Alla linea saudita pro Israele non possono essere certo estranee né la componente finanziaria, che vede protagonista il destino del mercato petrolifero mondiale, unitamente alla rimarchevole disponibilità di giacimenti di gas del Qatar, Paese ostaggio dei due contendenti, né la plausibilità di un disegno strategico che vuole uno spostamento del confronto tra sciiti e sunniti dal teatro siriano a quello libanese.
Può Israele attaccare preemptively il Libano apparentemente sempre più succube del gruppo sciita e, soprattutto, gli impianti nucleari iraniani? Da un punto di vista puramente strategico impegnare Hezbollah su di un fronte mentre ce n’è ancora, di fatto, un altro dinamicamente aperto in Siria e mentre gli USA si adoperano per una fattiva copertura diplomatica utile ad un inedito avvicinamento con Riad – il cui a breve monarca mostra un’assertività anti iraniana senza precedenti - potrebbe essere pagante, specie per annichilire il confronto a lungo raggio con Hez. In questo contesto così variegato va considerato un aspetto tecnologico che non sarebbe saggio sottovalutare, ovvero il progettato (e finanziato) potenziamento della Cenerentola delle FFAA israeliane, la Marina, con battelli tedeschi Dolphin in grado di lanciare – opportunamente modificati - fino a 16 missili da crociera.
Ritornando ad aspetti più strettamente politici (e non meno importanti), rimane da valutare acriticamente (e realisticamente) l’effetto del sasso statunitense lanciato nello stagno gerosolimitano. L’annunciato trasferimento dell’ambasciata USA, con il contestuale riconoscimento di Gerusalemme quale Capitale dello Stato ebraico, ha movimentato una situazione che, quale ossimoro geopolitico, nella sua esplosività è rimasta a lungo cristallizzata. L’attuale amministrazione americana ha interpretato pragmaticamente gli eventi, seguendo le già manifeste inclinazioni di un presidente che, di fatto, ha dato vigore ad una scelta sovrana del Congresso votata nel 1995 in piena era Clinton. La risoluzione ONU, opportunamente enfatizzata, se da un lato ha stigmatizzato la decisione americana, dall’altro ha dato mostra di una retorica di fatto inconcludente, alla luce del fatto che, mai come ora, gli USA hanno mostrato una coerenza (magari non condivisibile ma realistica) volutamente non perseguita dalle precedenti amministrazioni; all’atto pratico nulla è mutato e la causa palestinese è stata di fatto nuovamente immolata, dai suoi stessi più strenui difensori, sull’altare della ragion di stato e degli indispensabili fondi erogati dalla FED.

^^^^^^^^^^^^^^^^

## Compiti ed esercizi
#1 Nel brano su Israele e il Medio Oriente, in che anno fu votata dal Congresso la scelta a cui il presidente americano ha dato vigore?
#2 Prosegui il brano su Israele e il Medio Oriente a partire dalla sua ultima frase.
Per lo svolgimento non occorre consultare i dati.

## Dati archiviati
^^^^^^^^^^^^^^^^

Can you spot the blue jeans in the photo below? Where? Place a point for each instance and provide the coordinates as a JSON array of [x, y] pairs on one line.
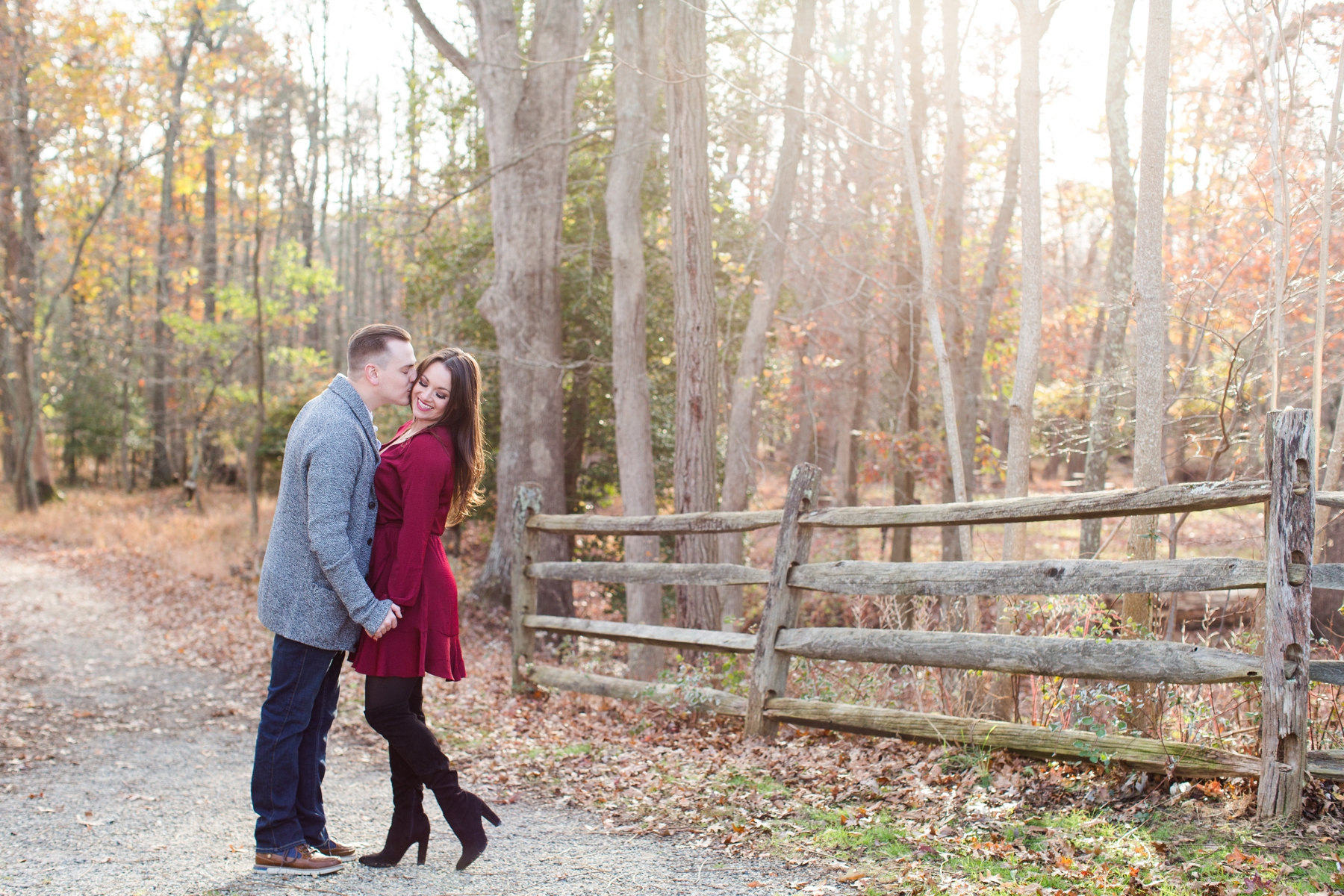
[[292, 746]]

^^^^^^^^^^^^^^^^

## Risposte attese
#1 Nel 1995, in piena era Clinton.

#2
Ben più concreta, ma meno reclamizzata, è stata la risoluzione adottata dall’Organizzazione della Conferenza Islamica – dominata dall’Arabia Saudita - che, con l’individuazione di Gerusalemme est quale Capitale palestinese, pone la soluzione del conflitto nell’ottica della costituzione di due distinti Stati. Se l’Arabia Saudita intende avvalersi del sostegno israelo-statunitense in chiave anti iraniana, non può che evitare di contrastare con forza la linea Trump; del resto anche gli altri due più rilevanti soggetti politici regionali, Turchia ed Egitto, al di là delle inevitabili posizioni ufficiali, sembrano aver optato per linee di realpolitik votate ad una concreta e fattiva oggettività tesa ad evitare ulteriori attriti con Israele e Washington.
Come si pone l’Occidente di fronte a questo panorama? In modo contrastante, con una politica talvolta miope, che non comprende appieno l’importanza Saudita, che essa piaccia o meno, e che continua ad appoggiarsi ad un’ideologia liberal non scevra da difetti, come la diffusa ed ingenerata instabilità mediorientale sta a dimostrare.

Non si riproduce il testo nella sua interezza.